__Instruction__. Reproduce everything in the war memorial passage from "I now want you" down to "were looking for.", switching every "memorial" to "monument".

I now want you to think about the form of ‘your’ war memorial. I don't think you will have had any difficulty in knowing what to look for when I asked you whether you had a memorial near to you, and where it was. You may have had to think about the question, and search for the memorial, but you knew what you were looking for.

Exercise 4

Can you recall what you expected 'your' memorial to look like and, if you have now seen it, what it did look like? I suggest that you answer that question by writing a list on the left-hand side of your page, and one to correspond on the right. If need be, use Illustration A.

What I expected What I found


I wonder if you have different things in your two columns? Overleaf is the list I made looking at the war memorial at Lavendon, Buckinghamshire (Illustration B).

Contour annotation records
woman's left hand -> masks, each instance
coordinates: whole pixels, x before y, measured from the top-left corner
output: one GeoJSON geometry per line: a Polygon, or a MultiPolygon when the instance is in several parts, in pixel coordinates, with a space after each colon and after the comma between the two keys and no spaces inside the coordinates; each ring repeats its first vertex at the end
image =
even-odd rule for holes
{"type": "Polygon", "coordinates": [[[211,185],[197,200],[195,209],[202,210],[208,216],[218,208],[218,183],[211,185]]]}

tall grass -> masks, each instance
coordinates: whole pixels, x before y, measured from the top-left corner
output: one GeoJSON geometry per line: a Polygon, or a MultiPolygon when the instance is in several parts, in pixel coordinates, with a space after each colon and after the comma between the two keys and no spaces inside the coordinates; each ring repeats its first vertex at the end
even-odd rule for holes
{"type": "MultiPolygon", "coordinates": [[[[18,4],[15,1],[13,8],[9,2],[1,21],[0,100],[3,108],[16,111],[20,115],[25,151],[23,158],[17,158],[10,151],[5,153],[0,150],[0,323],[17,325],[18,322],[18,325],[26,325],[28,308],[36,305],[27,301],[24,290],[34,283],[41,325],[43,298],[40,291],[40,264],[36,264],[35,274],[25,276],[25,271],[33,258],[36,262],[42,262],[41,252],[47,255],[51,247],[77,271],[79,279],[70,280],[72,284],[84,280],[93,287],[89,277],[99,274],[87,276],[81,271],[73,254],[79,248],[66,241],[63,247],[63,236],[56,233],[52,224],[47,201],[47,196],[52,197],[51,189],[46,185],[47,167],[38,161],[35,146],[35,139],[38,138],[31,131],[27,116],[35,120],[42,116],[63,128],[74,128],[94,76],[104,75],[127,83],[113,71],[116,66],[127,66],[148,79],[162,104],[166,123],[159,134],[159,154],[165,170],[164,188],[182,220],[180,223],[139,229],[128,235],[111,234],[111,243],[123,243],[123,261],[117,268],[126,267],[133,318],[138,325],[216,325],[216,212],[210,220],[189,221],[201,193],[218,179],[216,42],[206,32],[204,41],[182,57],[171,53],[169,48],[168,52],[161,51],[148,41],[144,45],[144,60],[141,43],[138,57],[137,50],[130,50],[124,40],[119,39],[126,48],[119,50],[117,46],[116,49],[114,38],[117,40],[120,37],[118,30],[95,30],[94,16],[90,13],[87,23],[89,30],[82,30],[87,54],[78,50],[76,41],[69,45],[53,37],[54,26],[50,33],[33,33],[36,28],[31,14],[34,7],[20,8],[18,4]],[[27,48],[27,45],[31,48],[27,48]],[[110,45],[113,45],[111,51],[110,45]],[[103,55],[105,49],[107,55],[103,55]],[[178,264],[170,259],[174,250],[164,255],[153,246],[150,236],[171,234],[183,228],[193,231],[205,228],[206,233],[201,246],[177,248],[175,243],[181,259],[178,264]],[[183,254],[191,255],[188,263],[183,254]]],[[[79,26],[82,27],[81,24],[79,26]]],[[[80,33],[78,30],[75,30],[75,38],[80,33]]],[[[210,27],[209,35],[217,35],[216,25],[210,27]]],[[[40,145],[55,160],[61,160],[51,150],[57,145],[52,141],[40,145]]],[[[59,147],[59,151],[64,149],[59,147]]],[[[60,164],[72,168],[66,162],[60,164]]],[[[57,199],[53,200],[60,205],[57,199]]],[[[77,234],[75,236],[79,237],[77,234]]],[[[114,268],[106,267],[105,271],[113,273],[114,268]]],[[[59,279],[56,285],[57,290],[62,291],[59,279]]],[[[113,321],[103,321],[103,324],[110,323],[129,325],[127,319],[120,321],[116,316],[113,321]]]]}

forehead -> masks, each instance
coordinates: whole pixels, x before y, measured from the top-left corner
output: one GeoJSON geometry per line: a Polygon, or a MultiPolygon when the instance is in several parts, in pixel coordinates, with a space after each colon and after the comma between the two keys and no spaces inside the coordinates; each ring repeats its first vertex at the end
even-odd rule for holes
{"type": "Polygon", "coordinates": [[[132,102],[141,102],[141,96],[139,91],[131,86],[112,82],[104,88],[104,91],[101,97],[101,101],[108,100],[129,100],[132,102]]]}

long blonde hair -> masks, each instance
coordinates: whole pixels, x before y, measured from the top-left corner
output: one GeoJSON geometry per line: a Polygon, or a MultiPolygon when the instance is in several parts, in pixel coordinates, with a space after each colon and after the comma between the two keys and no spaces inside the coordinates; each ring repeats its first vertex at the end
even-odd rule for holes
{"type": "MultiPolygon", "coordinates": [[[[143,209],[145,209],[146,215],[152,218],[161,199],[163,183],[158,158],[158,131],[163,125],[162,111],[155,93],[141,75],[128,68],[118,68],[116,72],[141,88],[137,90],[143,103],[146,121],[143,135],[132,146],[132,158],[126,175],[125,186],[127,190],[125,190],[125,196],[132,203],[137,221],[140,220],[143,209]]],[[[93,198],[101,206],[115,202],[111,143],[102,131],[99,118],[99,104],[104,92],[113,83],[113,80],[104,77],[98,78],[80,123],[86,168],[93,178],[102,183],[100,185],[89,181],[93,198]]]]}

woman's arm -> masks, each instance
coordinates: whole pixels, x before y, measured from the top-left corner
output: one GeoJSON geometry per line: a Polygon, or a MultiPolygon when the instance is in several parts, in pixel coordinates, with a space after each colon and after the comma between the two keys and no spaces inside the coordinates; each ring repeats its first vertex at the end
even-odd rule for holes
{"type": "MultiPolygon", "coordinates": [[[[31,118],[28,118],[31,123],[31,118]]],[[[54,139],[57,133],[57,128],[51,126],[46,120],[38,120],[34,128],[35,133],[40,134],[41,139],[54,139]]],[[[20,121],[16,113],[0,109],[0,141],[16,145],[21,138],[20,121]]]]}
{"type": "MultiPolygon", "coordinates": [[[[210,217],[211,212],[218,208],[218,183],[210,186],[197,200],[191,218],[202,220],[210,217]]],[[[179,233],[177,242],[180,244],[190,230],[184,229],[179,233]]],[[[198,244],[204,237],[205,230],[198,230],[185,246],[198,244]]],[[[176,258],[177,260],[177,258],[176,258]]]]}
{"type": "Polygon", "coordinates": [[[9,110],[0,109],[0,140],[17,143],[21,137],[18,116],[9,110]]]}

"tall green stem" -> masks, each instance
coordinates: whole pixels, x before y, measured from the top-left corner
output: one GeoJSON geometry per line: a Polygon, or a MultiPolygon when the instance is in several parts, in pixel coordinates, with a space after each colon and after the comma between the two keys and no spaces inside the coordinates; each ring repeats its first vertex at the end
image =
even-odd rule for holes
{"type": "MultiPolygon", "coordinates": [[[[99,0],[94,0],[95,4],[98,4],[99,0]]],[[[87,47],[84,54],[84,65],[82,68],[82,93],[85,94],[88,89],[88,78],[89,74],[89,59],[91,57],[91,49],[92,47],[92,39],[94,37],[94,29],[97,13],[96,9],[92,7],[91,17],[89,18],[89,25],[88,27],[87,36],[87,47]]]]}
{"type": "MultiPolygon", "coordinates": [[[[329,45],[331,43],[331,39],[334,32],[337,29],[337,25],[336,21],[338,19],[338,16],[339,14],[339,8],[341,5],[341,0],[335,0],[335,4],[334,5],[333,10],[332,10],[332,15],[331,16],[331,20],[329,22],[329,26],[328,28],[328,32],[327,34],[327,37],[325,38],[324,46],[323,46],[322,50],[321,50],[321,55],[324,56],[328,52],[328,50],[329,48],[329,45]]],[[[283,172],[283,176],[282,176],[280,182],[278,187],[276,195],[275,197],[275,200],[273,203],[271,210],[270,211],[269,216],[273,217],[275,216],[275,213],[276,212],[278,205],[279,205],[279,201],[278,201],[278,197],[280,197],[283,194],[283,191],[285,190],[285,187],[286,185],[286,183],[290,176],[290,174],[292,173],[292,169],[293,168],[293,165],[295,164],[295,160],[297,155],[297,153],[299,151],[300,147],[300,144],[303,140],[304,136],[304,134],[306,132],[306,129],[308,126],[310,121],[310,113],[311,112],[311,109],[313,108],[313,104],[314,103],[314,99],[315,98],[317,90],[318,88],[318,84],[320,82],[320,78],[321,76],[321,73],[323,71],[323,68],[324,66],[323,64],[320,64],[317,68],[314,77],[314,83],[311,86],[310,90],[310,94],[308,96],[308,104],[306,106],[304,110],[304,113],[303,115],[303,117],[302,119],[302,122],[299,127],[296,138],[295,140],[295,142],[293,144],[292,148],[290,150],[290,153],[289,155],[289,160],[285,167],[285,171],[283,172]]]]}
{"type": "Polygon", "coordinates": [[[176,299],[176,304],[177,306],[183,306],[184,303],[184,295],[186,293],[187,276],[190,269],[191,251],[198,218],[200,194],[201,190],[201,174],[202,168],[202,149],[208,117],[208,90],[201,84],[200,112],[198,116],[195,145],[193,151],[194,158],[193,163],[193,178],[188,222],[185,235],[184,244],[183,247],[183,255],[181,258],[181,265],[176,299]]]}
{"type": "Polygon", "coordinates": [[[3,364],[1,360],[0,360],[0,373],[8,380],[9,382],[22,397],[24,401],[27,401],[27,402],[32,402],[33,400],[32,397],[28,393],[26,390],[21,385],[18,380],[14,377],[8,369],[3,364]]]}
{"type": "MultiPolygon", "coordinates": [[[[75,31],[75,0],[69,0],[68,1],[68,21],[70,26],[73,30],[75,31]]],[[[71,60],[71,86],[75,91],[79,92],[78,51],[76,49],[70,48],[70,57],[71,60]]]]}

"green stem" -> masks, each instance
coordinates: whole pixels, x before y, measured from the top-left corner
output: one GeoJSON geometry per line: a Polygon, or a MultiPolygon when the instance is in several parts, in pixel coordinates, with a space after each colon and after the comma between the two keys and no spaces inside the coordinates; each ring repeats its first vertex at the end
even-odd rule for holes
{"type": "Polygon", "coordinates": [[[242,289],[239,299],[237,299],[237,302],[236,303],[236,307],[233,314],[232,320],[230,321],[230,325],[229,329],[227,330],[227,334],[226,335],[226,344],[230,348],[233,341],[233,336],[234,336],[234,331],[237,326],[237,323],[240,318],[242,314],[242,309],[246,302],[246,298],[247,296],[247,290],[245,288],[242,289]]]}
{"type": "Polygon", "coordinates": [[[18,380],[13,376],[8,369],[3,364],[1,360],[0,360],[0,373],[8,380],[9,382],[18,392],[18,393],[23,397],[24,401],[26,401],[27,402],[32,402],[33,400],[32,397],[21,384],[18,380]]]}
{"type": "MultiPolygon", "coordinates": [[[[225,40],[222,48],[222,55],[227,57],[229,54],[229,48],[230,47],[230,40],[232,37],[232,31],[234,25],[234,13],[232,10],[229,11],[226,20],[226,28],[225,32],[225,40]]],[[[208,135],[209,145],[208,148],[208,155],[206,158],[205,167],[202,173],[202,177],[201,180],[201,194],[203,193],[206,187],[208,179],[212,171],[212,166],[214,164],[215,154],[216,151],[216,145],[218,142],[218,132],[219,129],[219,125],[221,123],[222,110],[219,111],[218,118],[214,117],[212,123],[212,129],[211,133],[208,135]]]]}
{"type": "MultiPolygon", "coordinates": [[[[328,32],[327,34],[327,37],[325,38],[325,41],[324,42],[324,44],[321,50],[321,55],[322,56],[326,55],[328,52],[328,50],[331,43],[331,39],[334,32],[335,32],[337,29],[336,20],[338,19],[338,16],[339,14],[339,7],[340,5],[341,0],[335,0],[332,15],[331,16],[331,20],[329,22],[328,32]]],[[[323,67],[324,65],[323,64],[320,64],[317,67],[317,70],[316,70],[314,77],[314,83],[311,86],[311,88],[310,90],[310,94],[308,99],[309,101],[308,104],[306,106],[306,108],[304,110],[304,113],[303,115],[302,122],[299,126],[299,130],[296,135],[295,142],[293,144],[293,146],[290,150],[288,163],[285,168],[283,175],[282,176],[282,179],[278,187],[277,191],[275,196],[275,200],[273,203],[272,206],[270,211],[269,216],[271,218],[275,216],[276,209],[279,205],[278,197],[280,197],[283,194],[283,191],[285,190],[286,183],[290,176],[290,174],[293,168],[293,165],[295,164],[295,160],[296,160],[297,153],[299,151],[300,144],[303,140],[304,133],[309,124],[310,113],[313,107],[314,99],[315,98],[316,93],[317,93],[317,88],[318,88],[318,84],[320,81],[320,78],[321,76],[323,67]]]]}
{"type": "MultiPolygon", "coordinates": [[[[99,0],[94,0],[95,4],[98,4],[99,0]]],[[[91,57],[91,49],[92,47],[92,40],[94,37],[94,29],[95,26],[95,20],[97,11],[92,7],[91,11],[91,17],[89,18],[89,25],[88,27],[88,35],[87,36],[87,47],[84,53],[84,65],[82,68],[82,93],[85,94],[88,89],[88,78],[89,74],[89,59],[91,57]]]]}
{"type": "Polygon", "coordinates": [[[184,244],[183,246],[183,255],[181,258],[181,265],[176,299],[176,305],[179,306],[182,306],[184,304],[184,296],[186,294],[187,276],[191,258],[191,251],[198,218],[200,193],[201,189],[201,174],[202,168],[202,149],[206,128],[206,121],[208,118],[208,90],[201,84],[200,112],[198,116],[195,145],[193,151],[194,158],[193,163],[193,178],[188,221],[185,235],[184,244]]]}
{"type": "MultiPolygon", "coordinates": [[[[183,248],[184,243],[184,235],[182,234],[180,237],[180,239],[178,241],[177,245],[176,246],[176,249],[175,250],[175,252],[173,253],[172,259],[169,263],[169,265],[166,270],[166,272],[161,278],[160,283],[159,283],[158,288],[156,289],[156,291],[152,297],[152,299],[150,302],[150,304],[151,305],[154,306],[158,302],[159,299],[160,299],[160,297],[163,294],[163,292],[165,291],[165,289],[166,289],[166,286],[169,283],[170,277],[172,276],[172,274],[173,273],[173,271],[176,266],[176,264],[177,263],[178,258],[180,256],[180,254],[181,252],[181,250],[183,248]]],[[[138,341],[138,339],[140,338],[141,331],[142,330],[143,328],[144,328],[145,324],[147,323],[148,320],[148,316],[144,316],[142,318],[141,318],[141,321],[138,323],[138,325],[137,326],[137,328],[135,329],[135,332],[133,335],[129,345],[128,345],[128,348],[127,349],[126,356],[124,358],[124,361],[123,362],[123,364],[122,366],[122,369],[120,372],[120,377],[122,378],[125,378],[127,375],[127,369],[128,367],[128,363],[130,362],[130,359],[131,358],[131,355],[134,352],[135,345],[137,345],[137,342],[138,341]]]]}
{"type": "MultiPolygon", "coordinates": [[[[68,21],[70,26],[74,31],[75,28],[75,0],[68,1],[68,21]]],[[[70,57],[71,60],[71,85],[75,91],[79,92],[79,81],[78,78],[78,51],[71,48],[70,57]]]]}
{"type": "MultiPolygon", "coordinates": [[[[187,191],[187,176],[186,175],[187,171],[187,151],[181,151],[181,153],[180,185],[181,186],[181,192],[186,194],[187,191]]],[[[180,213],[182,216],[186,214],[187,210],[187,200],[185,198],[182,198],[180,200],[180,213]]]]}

__Answer__.
I now want you to think about the form of ‘your’ war monument. I don't think you will have had any difficulty in knowing what to look for when I asked you whether you had a monument near to you, and where it was. You may have had to think about the question, and search for the monument, but you knew what you were looking for.